» BRIEF: For each line below that includes the string "puppy", show the whole line.

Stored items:
BEGIN

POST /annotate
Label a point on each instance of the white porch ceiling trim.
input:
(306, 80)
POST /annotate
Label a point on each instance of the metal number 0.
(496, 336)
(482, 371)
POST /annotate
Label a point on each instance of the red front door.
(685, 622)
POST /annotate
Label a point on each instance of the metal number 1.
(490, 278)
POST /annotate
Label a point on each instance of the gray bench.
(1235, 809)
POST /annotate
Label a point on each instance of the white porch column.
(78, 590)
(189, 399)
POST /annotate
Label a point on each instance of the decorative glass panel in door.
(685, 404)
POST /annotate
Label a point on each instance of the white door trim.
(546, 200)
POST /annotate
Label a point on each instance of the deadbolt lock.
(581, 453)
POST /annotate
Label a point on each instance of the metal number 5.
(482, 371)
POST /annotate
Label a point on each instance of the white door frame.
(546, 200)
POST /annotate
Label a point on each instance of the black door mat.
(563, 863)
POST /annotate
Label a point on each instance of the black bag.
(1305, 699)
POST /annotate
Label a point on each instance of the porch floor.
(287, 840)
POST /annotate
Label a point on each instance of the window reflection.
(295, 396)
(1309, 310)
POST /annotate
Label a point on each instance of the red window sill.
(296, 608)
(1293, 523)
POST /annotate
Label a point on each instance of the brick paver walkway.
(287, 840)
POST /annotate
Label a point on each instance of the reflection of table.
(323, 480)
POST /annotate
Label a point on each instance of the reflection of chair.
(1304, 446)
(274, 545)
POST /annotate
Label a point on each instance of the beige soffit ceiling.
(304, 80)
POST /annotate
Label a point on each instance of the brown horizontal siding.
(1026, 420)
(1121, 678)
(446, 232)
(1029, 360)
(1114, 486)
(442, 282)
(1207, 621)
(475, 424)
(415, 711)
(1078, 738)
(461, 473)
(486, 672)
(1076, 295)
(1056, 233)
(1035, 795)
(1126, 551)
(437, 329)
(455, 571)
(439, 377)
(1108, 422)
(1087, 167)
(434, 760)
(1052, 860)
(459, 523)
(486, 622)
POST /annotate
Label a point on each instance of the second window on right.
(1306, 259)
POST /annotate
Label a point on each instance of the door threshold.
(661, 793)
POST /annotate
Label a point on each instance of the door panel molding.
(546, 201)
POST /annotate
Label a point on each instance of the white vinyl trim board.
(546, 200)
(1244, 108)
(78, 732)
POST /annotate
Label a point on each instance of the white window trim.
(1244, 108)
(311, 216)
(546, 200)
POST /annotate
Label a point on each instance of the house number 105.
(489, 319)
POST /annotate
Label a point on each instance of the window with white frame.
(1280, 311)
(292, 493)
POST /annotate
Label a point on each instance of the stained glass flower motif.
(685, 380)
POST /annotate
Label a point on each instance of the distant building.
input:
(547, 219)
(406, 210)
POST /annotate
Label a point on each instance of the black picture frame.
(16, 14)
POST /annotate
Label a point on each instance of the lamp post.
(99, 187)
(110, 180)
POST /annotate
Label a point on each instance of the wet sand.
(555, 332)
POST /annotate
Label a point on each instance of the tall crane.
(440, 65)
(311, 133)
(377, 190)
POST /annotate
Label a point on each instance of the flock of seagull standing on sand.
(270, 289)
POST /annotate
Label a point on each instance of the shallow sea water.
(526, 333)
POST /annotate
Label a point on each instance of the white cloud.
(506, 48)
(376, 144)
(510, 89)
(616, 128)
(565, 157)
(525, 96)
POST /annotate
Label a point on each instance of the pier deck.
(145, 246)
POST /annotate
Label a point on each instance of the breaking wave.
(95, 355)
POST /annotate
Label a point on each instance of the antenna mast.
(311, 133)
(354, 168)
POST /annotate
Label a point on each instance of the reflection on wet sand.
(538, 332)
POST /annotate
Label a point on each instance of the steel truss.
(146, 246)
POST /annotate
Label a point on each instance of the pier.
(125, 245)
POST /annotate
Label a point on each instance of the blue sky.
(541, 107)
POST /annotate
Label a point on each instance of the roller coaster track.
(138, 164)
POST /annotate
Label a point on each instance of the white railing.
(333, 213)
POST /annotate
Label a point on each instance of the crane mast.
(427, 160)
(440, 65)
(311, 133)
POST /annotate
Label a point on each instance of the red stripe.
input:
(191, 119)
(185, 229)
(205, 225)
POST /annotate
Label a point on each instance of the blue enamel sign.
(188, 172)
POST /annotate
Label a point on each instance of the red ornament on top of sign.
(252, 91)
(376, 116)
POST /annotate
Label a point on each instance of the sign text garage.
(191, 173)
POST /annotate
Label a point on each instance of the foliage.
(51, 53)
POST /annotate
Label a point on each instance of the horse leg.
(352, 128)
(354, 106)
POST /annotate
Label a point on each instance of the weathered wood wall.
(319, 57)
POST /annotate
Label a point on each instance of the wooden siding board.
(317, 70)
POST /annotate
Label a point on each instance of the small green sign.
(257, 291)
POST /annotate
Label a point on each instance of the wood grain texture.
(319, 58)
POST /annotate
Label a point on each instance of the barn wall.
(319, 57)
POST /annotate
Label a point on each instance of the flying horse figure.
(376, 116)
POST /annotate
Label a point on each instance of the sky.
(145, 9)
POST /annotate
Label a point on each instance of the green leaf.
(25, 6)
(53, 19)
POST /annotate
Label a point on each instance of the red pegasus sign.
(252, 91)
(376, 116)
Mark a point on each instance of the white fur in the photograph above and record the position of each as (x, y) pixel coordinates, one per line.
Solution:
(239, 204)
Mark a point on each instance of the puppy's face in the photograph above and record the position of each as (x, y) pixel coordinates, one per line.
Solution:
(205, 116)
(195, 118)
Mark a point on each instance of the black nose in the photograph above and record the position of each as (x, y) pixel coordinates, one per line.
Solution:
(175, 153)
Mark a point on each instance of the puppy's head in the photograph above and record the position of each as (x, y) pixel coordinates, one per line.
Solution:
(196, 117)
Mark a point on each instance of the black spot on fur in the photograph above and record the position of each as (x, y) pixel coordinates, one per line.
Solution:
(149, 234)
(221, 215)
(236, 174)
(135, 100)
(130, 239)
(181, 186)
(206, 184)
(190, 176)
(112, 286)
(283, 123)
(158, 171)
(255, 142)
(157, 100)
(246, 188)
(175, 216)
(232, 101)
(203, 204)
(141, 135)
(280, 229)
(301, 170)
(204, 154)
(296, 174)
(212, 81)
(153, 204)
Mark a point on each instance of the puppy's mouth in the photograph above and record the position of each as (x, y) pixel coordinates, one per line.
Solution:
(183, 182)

END

» TASK RESPONSE:
Mark a point on each instance of the puppy's face in the photograph above and record the position of each as (x, y) pixel coordinates, one per line.
Mark a point on each instance of the puppy's head in the photograph above and record the position of each as (x, y) pixel coordinates, one per line.
Mark a point on each instance of the puppy's mouth in the photograph above and record the position of each as (x, y) pixel coordinates, one per line.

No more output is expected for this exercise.